Document segment Block Start
At the same time, The Society of Thoracic Surgeons (STS) faces its own particular challenges:

• an administrative infrastructure that was not designed to handle the significantly increasing scope of external pressures;
• increasing expectations among members, based on past STS successes, for a greater sphere of increasingly complex support services;
• a professional organizational construct that is overly dependent on dues and volunteerism, at a time when there is less money and time available for these activities;
• an increasingly oppressive external environment, characterized by regulation and oversight;
• the need to expand expertise into areas not included in our traditional education (i.e., business, politics and policy development); and
• an exponential increase in the information required to practice evidence-based cardiovascular medicine and surgery.

With these challenges as a backdrop, the Strategic Planning Committee believes strongly that “staying the course” is not an option for the Society. The STS must revise its operational focus and develop new strategies, in order to evolve into an umbrella organization capable of providing needed support to its members and the profession as a whole. The breadth of activities that characterize the specialty continues to grow, and the Society must accommodate this growth in the future.

Mission, Value and Operating Principles

The Mission of the Society:

To Help Cardiothoracic Surgeons to Better Serve Patients.

This simple statement reflects the fact that the Society is the face of cardiothoracic surgery, and that STS members share the ultimate responsibility to improve the “wellfare” of all patients with cardiothoracic disorders.

In pursuit of this Mission, the Society will reinforce its commitment to “creating superior value in Cardiothoracic Care” by:

• providing professional support for the membership;
• helping members expand their sphere of cardiothoracic care; and
• working with other physicians and organizations to foster a health care environment that best helps meet the needs of the specialty, all patients and society.

Throughout, the overriding Operational Principle will be to achieve this mission and value focus by always maintaining the moral and ethical high road.
Document segment Block End
Dataset content Block Start
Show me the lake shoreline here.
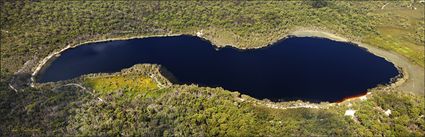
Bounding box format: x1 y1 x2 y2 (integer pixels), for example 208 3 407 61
Dataset content Block End
§ **What is required**
Please reproduce the STS strategic planning text from above in full, word for word.

§ **Solution below**
At the same time, The Society of Thoracic Surgeons (STS) faces its own particular challenges:

• an administrative infrastructure that was not designed to handle the significantly increasing scope of external pressures;
• increasing expectations among members, based on past STS successes, for a greater sphere of increasingly complex support services;
• a professional organizational construct that is overly dependent on dues and volunteerism, at a time when there is less money and time available for these activities;
• an increasingly oppressive external environment, characterized by regulation and oversight;
• the need to expand expertise into areas not included in our traditional education (i.e., business, politics and policy development); and
• an exponential increase in the information required to practice evidence-based cardiovascular medicine and surgery.

With these challenges as a backdrop, the Strategic Planning Committee believes strongly that “staying the course” is not an option for the Society. The STS must revise its operational focus and develop new strategies, in order to evolve into an umbrella organization capable of providing needed support to its members and the profession as a whole. The breadth of activities that characterize the specialty continues to grow, and the Society must accommodate this growth in the future.

Mission, Value and Operating Principles

The Mission of the Society:

To Help Cardiothoracic Surgeons to Better Serve Patients.

This simple statement reflects the fact that the Society is the face of cardiothoracic surgery, and that STS members share the ultimate responsibility to improve the “wellfare” of all patients with cardiothoracic disorders.

In pursuit of this Mission, the Society will reinforce its commitment to “creating superior value in Cardiothoracic Care” by:

• providing professional support for the membership;
• helping members expand their sphere of cardiothoracic care; and
• working with other physicians and organizations to foster a health care environment that best helps meet the needs of the specialty, all patients and society.

Throughout, the overriding Operational Principle will be to achieve this mission and value focus by always maintaining the moral and ethical high road.